What needs to be done —
From the entries below, reproduce exactly the line containing "window glass pane.", the line containing "mount ceiling light.", and every line in between, with nothing added.

Input for this task —
+ + +

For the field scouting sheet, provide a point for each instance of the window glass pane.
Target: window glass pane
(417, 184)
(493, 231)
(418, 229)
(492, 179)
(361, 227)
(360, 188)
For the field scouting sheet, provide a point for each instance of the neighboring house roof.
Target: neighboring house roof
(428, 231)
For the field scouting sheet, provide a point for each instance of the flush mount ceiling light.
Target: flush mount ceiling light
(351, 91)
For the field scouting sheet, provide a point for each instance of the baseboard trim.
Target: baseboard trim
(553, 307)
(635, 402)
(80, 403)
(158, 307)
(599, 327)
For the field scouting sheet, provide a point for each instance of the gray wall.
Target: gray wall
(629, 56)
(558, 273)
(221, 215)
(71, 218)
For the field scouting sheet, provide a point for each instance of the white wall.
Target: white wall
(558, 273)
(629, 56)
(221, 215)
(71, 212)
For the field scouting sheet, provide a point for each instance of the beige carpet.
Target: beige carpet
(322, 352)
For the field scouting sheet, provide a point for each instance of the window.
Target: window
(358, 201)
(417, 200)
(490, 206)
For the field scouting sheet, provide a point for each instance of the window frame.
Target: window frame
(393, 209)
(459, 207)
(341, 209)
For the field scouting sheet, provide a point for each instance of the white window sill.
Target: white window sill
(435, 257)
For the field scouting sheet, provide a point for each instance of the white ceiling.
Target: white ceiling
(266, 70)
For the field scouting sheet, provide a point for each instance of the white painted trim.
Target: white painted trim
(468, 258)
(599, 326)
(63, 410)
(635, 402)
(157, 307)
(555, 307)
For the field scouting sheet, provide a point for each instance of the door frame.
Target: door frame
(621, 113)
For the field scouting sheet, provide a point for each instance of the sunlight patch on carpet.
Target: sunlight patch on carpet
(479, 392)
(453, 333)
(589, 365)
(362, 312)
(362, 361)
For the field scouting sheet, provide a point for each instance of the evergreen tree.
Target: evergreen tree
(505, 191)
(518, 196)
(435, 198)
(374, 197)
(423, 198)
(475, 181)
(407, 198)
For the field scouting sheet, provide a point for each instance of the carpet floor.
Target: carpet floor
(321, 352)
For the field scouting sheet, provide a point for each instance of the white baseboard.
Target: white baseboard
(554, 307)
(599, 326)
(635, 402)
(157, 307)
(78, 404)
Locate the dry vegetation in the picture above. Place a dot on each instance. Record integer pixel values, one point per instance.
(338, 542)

+ + +

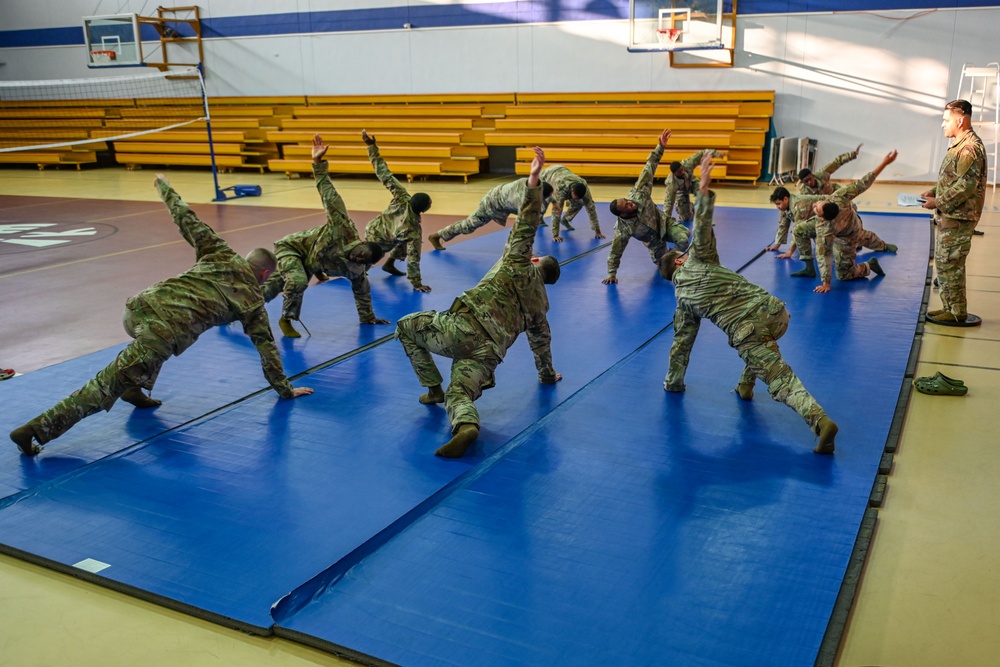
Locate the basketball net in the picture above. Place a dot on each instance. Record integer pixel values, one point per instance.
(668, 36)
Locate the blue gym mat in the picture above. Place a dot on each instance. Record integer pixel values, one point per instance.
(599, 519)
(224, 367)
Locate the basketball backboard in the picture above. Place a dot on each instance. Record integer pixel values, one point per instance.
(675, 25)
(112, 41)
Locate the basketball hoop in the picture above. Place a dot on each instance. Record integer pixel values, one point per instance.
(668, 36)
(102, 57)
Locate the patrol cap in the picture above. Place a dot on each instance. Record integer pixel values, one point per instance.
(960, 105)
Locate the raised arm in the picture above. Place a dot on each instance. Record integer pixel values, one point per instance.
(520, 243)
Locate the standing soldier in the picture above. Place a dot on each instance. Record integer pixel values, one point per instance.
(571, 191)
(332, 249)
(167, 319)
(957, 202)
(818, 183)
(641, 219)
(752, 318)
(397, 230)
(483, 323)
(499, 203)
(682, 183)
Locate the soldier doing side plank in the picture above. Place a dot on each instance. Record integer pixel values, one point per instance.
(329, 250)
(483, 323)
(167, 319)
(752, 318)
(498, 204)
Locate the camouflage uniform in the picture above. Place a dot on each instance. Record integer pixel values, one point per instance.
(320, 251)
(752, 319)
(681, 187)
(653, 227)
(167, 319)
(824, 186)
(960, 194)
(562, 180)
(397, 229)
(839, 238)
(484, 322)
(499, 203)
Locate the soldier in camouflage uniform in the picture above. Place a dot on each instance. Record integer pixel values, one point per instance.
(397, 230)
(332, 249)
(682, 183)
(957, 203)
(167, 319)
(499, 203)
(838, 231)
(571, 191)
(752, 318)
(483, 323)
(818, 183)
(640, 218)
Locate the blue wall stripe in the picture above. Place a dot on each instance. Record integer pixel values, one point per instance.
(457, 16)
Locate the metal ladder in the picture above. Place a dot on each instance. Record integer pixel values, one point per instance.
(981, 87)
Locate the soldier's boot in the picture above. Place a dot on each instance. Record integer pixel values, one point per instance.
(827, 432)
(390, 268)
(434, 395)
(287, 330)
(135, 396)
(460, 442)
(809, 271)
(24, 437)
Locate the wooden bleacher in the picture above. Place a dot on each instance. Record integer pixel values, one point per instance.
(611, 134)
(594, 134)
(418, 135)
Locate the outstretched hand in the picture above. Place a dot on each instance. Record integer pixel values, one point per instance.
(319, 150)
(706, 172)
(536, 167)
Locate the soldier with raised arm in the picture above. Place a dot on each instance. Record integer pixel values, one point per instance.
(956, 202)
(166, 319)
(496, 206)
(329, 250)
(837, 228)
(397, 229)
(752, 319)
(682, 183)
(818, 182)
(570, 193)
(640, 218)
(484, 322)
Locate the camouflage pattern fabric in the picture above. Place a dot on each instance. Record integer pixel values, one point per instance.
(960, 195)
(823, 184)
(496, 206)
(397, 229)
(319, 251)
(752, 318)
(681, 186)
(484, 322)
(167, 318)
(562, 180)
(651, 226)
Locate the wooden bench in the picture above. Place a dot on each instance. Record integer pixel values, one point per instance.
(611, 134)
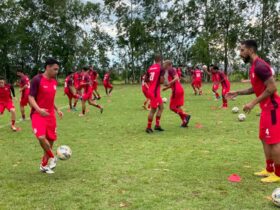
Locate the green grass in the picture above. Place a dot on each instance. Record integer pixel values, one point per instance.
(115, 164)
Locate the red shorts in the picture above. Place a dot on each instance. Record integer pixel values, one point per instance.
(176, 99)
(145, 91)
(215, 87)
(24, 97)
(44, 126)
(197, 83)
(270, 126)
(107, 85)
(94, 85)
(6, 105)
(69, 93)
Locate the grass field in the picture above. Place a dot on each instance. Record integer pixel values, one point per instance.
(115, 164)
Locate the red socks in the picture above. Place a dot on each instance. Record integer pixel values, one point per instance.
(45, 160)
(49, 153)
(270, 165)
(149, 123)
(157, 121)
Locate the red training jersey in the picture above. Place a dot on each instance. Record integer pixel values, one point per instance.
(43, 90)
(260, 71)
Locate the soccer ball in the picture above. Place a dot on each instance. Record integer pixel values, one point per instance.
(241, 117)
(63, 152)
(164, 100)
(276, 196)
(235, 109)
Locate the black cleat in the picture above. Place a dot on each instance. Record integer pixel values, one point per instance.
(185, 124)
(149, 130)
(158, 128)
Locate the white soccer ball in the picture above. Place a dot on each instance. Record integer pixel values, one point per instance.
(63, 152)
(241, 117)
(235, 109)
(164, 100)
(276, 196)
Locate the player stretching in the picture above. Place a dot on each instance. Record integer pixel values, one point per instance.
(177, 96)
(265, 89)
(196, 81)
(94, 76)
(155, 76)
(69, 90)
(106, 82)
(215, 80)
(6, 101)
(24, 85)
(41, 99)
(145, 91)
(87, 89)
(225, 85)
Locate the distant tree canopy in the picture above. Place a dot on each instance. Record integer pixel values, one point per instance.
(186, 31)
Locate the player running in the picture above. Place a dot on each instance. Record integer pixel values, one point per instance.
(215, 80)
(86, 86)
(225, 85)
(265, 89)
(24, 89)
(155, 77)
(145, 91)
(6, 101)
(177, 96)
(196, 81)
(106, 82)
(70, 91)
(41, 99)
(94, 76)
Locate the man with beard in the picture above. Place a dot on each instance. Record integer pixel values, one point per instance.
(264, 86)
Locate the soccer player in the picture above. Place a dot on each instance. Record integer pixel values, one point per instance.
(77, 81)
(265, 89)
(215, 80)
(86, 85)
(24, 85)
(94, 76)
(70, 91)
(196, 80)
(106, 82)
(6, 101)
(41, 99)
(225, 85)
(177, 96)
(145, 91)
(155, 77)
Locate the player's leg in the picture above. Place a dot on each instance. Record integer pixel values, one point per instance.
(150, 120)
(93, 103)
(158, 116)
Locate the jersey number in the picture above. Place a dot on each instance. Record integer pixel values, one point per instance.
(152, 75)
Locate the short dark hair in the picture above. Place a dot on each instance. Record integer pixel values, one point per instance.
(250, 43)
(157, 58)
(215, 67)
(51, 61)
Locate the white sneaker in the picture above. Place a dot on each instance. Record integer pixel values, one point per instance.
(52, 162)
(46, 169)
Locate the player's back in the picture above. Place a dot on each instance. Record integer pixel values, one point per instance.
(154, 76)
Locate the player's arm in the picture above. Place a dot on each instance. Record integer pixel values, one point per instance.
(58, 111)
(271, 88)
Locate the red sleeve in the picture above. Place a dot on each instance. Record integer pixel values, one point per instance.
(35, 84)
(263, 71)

+ + +

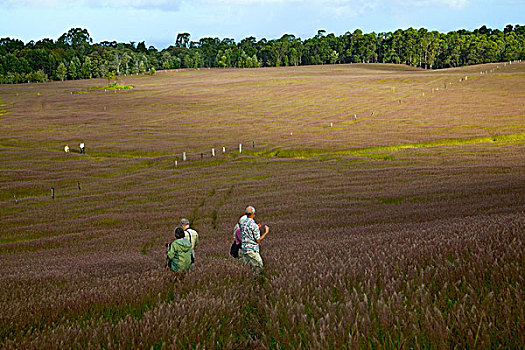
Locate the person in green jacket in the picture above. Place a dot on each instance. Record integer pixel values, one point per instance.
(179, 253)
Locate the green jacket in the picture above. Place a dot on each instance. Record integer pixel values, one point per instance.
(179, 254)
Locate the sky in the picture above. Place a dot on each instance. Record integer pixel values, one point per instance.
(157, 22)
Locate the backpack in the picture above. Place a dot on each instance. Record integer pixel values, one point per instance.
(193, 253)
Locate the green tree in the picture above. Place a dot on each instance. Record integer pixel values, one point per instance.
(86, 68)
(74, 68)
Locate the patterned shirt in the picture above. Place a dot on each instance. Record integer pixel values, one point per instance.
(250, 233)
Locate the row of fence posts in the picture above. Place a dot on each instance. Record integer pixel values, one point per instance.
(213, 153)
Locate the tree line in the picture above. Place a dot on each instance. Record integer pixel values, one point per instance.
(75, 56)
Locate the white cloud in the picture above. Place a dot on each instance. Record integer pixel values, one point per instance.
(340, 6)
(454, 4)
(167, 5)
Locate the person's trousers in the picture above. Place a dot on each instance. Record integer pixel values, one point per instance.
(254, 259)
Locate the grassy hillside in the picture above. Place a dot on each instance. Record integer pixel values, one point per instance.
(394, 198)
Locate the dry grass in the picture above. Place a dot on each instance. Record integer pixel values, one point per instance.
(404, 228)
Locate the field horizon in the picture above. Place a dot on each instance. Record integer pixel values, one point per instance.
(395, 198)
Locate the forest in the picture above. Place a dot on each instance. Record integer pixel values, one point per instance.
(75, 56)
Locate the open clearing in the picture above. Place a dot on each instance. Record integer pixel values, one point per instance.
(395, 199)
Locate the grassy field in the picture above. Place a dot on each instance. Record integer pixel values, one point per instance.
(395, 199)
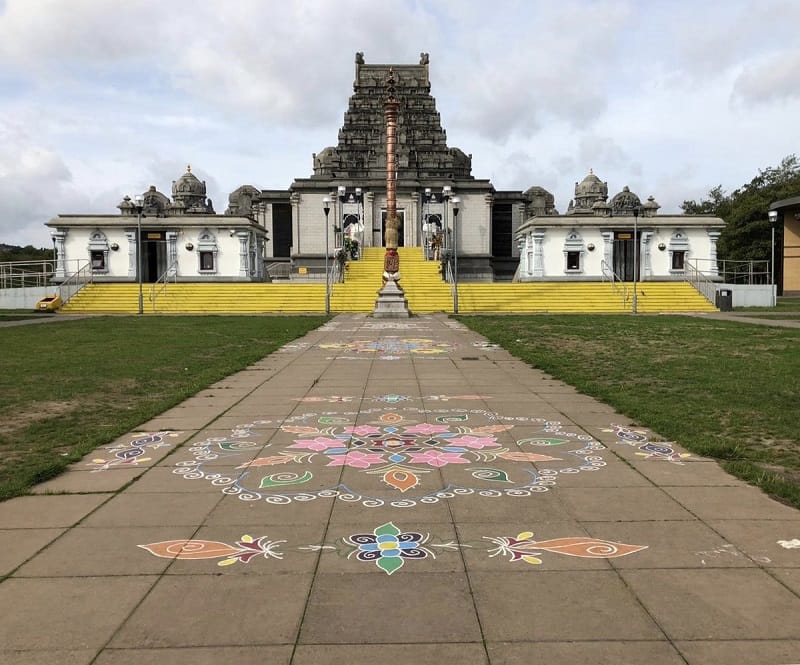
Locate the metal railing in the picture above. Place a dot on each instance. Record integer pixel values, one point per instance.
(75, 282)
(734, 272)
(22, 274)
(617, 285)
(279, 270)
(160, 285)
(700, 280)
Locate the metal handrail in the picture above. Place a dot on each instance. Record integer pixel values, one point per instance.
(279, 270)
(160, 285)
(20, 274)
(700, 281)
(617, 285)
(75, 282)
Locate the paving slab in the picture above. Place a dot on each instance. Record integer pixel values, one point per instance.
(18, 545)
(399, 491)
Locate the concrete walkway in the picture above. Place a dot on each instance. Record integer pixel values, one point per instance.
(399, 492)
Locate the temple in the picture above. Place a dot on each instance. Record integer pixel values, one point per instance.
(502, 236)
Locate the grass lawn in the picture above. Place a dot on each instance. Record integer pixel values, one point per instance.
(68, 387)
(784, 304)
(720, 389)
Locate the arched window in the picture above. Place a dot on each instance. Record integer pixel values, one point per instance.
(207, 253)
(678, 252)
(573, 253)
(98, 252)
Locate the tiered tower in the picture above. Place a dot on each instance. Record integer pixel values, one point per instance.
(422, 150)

+ + +

Answer space —
For the field scouting sheet, provide a point for each instance of the window glass pane.
Target: window glass pane
(417, 184)
(493, 231)
(418, 229)
(492, 179)
(361, 227)
(360, 188)
For the field scouting sheet, provide a point for each instance of the neighboring house roof.
Target: neighboring house roof
(428, 231)
For the field scouting sheet, provide a point for each instance of the flush mount ceiling light.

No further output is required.